Brief: Reproduce the entries exactly.

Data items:
________________
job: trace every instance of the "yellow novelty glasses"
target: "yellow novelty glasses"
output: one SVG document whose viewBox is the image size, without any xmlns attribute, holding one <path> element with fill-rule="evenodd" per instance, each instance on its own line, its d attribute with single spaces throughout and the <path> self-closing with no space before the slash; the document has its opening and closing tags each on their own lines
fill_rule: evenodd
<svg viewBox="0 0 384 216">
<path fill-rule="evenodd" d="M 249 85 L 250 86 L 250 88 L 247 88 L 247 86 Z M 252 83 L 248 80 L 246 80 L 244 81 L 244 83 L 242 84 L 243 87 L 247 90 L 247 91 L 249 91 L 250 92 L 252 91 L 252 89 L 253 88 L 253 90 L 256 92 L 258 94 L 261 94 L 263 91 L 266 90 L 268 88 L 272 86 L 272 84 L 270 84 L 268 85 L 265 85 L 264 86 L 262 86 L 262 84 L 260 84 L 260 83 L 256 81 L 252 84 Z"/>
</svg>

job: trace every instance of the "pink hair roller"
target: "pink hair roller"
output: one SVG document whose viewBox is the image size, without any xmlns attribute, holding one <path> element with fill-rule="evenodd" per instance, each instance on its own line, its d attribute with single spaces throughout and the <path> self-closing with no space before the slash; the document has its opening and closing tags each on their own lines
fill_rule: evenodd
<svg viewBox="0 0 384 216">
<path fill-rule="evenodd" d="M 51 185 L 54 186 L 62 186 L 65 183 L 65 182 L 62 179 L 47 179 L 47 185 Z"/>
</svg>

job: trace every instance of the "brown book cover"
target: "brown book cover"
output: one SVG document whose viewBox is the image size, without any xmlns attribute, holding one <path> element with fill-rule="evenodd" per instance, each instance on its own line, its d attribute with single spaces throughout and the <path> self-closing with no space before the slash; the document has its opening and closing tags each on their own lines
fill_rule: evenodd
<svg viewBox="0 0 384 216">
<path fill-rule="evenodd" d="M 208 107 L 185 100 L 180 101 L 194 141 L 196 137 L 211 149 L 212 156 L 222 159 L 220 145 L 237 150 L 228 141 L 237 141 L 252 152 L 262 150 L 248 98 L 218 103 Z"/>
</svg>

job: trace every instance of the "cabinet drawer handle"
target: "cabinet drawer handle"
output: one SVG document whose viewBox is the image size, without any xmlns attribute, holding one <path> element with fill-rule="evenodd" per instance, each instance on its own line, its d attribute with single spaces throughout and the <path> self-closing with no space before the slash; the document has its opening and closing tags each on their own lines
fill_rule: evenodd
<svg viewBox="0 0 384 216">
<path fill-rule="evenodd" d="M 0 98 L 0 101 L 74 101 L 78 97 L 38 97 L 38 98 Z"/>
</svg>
________________
Result:
job: trace every instance of the "yellow novelty glasses"
target: "yellow novelty glasses"
output: one SVG document whose viewBox is the image size, without any xmlns attribute, holding one <path> element with fill-rule="evenodd" per instance, each instance on its own line, its d attribute with single spaces throughout and the <path> self-closing with no space before the slash; the document has its opening and closing tags each on their own lines
fill_rule: evenodd
<svg viewBox="0 0 384 216">
<path fill-rule="evenodd" d="M 249 85 L 250 86 L 250 88 L 247 88 L 247 86 Z M 252 83 L 248 80 L 246 80 L 244 81 L 244 83 L 242 84 L 243 87 L 247 90 L 247 91 L 249 91 L 250 92 L 252 91 L 252 89 L 253 88 L 253 90 L 256 92 L 258 94 L 261 94 L 263 91 L 266 90 L 268 88 L 272 86 L 272 84 L 270 84 L 268 85 L 265 85 L 264 86 L 262 86 L 262 84 L 260 84 L 260 83 L 256 81 L 252 84 Z"/>
</svg>

job: trace every instance of the "pink hair roller"
target: "pink hair roller"
output: one SVG document whose viewBox is the image size, without any xmlns attribute, holding one <path> element with fill-rule="evenodd" per instance, each instance on its own line, its d attribute with single spaces throughout and the <path> self-closing with no space before the slash; the document has its opening and closing tags each on their own lines
fill_rule: evenodd
<svg viewBox="0 0 384 216">
<path fill-rule="evenodd" d="M 51 185 L 54 186 L 62 186 L 65 183 L 65 182 L 62 179 L 47 179 L 47 185 Z"/>
</svg>

job: trace every instance of the "brown book cover"
target: "brown book cover"
output: one SVG document whose viewBox is the image size, without any xmlns attribute, holding one <path> element with fill-rule="evenodd" per instance, each instance on its own line, its d attribute with single spaces throughout and the <path> self-closing with no space before the slash; the document has its opening and closing tags each on their own lines
fill_rule: evenodd
<svg viewBox="0 0 384 216">
<path fill-rule="evenodd" d="M 208 107 L 185 100 L 180 101 L 194 141 L 196 137 L 211 149 L 212 156 L 222 159 L 220 145 L 237 150 L 228 141 L 237 141 L 252 152 L 262 150 L 248 98 L 218 103 Z"/>
</svg>

job: trace every instance of the "cabinet drawer handle"
target: "cabinet drawer handle"
output: one SVG document whose viewBox is the image size, without any xmlns attribute, holding one <path> element with fill-rule="evenodd" per instance, each instance on its own line, its d attribute with single spaces throughout and the <path> self-closing with no space before the slash; the document has its opening and closing tags each on their own lines
fill_rule: evenodd
<svg viewBox="0 0 384 216">
<path fill-rule="evenodd" d="M 0 98 L 0 101 L 74 101 L 78 97 L 38 97 L 38 98 Z"/>
</svg>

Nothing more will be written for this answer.